=== EXERCISE INPUTS ===
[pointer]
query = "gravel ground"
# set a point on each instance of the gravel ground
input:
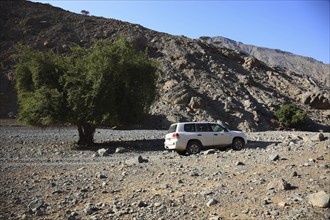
(44, 176)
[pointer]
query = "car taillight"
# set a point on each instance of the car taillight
(175, 135)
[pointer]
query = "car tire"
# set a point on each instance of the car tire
(181, 152)
(238, 144)
(194, 147)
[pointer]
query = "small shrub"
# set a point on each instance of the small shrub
(291, 116)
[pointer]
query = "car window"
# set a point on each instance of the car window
(216, 128)
(189, 127)
(203, 127)
(172, 128)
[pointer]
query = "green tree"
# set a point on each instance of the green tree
(291, 116)
(109, 84)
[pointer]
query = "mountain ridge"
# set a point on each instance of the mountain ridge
(318, 70)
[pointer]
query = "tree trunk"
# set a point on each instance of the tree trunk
(86, 134)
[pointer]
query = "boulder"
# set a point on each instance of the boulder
(279, 184)
(196, 103)
(318, 137)
(121, 150)
(319, 199)
(317, 100)
(136, 160)
(103, 152)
===
#### TASK OBJECTIVE:
Whenever a line of the material above contains the string "ground", copy that line out.

#### EXERCISE ANSWER:
query = "gravel ground"
# set a point on each instance of the gravel ground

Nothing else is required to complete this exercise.